The only way to stop a tyrnannical government is to starve it of it's finances. That, and open revolt.
"Revolutions aren't fought on full bellies" hence the power structure's need for welfare, and foodstamps.
How do you starve a Kleptocracy of Money when they simply print it ?
"Currently, 33% of voters approve of the recently disclosed NSA program of monitoring Americans’ private phone and e-mail communications to fight terrorism. "
It boggles my mind that fully 1/3 of Americans are this brain dead.
.
You're looking at it the wrong way. Consider the results in terms of the intelligence of the average American and a different picture emerges.
One is tempted to say that the 50% of Americans who oppose these shenanigans are represented by the upper half of the intelligence scale. Of course, life isn't that simple. The 33% who approve, though, are likely to be either easily frightened dullards or moderately intelligent grifters that are in on the scheme.
This implies that even among those less intelligent than the average American, a significant portion either doesn't approve of or outright opposes this criminality.
While more study would be called for before one could draw any conclusions, one possible explanation is that the cheap soundbite propaganda and jingoistic sloganeering are becoming less effective.
@ FourthStooge-ing
Hitler summed it up lucidly:
--
80% of 17-year-old Americans do not know Germany fought in WWII, Stooge.
80% of ALL adult Americans are unable to multiply 15x17 (using paper an dpencil).
So, I'm not surprised, just despondent.
PS: Don't even mention WWI. 99% of Americans under 90-years-old haven't a clue.
And the answers to those questions are mere trivia. So who really cares which side fought whom in the second world war that ended almost 70 years ago? What does it matter if you can't do long hand multiplication if you can buy a calculator for $3FRN?
I don't understand the despondency because of that. Yeah, we have plenty of ignorant people. But I don't think that's really any different from how it's been for most of our history. There have been some brief times in our history when education and enlightenment have been more widespread, but those times have been relatively brief. I doubt your average sharecropper or tenement resident circa 1890 could tell you who the opposing sides in the war of 1812 were or could even read for that matter.
"Yeah, we have plenty of ignorant people. But I don't think that's really any different from how it's been for most of our history."

* [EXERCISE SET]:
(1) In the comment thread, what share of voters approve of the NSA monitoring program?
(2) Edit the passage of the comment thread that begins at the words "This implies that" and stops after "opposes this criminality.", replacing "criminality" with "wrongdoing".

* [DATA]:
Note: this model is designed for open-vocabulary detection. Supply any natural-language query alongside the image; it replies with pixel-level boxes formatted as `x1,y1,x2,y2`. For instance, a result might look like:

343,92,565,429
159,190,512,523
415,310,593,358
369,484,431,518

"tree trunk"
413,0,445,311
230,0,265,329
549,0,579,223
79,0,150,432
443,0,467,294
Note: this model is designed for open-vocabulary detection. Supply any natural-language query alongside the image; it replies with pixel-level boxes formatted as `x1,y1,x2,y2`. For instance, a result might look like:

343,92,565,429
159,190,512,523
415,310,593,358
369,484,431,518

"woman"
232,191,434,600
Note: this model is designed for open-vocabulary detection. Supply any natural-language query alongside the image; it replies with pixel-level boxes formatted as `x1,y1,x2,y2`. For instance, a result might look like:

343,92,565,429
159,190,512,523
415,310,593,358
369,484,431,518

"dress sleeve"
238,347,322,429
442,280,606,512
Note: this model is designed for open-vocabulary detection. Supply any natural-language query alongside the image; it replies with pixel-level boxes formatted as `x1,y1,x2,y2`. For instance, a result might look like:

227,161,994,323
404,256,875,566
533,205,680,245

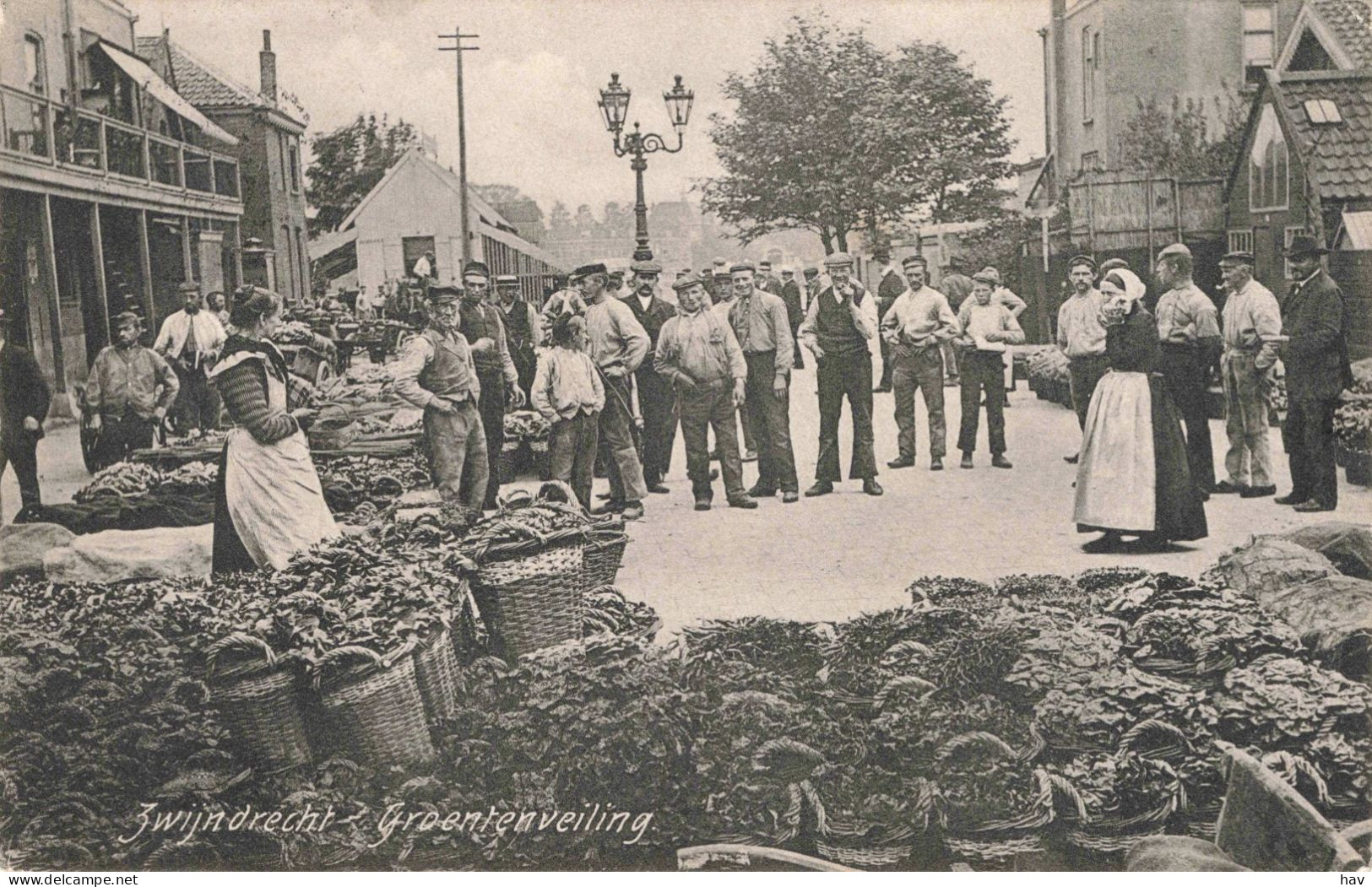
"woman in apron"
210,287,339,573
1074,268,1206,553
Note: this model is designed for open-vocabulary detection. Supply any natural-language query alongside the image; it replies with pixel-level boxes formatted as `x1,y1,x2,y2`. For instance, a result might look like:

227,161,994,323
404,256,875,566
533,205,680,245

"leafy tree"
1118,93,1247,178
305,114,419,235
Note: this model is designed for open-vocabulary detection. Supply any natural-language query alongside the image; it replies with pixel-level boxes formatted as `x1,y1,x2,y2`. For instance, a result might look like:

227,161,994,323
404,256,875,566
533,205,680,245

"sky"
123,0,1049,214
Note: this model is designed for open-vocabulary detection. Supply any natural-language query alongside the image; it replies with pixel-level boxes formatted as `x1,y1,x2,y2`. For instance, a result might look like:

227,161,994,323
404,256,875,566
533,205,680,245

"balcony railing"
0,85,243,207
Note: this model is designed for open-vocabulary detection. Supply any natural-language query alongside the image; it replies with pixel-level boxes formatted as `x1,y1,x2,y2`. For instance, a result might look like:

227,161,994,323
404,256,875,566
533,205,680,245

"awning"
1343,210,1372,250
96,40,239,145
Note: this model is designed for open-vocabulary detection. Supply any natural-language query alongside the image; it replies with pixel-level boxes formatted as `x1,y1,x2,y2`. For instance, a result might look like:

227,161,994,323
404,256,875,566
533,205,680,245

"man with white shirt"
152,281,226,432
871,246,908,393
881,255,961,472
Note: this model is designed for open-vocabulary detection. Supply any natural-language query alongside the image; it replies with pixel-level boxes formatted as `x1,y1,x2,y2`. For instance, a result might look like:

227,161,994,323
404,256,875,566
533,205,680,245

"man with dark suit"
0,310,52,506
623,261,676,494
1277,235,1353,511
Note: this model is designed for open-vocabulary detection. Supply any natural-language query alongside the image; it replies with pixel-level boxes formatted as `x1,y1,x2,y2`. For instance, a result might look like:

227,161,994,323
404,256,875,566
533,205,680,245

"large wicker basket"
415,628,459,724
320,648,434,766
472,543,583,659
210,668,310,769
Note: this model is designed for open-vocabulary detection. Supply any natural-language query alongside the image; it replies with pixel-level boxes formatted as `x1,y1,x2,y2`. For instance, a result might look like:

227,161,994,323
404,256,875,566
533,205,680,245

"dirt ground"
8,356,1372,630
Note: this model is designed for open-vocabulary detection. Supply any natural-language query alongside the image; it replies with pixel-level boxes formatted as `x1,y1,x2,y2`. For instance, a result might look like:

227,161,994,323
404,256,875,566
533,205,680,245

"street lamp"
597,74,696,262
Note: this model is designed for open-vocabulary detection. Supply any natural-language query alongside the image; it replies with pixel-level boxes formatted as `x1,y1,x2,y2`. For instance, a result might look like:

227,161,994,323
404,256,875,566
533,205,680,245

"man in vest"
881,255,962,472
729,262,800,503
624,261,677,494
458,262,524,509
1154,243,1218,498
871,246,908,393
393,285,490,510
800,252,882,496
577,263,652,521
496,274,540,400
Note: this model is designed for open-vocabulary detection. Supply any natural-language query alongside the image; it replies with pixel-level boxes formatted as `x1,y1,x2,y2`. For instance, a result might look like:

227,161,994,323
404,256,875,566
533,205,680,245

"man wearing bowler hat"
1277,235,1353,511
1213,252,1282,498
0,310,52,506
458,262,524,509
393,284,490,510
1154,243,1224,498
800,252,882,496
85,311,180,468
==
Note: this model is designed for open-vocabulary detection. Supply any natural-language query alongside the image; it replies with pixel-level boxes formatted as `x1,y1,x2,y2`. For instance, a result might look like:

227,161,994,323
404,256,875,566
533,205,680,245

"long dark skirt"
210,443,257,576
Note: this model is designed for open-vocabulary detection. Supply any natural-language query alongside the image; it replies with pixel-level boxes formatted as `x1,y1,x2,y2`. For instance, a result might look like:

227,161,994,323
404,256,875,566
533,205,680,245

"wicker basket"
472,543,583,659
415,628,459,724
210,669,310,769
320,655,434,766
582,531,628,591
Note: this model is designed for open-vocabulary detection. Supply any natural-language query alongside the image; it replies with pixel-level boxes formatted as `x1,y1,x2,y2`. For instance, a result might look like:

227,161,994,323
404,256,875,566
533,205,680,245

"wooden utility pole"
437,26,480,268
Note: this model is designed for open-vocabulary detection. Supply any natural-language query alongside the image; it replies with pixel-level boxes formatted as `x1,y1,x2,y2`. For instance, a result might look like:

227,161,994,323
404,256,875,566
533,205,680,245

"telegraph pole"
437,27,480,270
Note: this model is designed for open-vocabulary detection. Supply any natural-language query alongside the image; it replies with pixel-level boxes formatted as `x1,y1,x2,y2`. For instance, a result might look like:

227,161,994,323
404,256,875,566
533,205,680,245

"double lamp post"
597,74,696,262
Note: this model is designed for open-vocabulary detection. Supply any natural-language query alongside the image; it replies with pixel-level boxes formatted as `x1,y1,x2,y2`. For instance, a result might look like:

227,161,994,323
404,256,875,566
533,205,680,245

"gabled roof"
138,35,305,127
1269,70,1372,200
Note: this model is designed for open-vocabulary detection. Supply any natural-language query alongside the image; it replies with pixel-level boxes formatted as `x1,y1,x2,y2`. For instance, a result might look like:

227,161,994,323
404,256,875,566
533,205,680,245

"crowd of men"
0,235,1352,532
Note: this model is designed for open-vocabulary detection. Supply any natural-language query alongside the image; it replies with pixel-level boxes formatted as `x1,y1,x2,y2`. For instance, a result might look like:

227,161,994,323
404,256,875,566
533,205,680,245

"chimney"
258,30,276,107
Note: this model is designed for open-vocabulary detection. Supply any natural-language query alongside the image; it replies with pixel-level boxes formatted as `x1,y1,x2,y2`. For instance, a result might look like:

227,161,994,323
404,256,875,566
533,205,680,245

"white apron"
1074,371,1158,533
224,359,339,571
---
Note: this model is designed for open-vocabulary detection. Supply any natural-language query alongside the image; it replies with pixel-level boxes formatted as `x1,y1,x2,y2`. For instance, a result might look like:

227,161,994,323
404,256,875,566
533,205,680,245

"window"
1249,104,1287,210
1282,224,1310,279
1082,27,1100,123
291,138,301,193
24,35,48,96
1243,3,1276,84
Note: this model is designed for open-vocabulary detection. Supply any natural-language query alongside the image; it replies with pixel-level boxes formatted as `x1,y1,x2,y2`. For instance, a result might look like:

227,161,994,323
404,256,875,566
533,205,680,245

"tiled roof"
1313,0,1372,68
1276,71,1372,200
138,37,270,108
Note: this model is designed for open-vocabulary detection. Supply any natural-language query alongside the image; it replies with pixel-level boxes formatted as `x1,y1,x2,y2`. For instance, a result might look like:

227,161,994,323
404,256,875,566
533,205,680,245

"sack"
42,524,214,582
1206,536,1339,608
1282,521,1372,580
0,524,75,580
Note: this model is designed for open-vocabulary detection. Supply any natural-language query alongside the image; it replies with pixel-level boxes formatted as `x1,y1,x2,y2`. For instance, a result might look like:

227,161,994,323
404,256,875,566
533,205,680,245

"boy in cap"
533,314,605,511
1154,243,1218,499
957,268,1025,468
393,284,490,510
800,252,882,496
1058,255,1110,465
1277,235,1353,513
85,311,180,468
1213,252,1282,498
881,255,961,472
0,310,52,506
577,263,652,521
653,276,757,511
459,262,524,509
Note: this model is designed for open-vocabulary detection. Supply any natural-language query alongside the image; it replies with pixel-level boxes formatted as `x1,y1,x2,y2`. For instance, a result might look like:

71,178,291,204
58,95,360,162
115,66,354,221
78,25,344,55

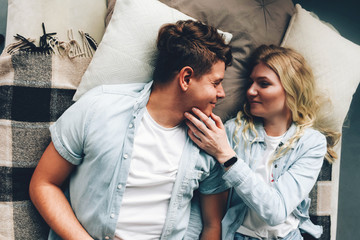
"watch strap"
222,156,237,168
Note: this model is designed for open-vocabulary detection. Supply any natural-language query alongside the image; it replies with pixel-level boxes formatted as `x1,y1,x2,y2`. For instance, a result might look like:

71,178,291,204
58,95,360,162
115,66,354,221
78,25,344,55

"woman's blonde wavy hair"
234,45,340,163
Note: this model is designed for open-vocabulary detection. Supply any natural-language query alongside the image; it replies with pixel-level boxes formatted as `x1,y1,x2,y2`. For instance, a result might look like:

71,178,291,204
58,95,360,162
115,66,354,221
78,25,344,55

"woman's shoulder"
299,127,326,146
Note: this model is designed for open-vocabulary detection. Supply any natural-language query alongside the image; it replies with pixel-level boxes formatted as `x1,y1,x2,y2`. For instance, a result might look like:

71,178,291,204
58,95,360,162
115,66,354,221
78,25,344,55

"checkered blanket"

* [LIST OF ANSWERS]:
(1) 33% of voters approve of it.

(2)
This implies that even among those less intelligent than the average American, a significant portion either doesn't approve of or outright opposes this wrongdoing.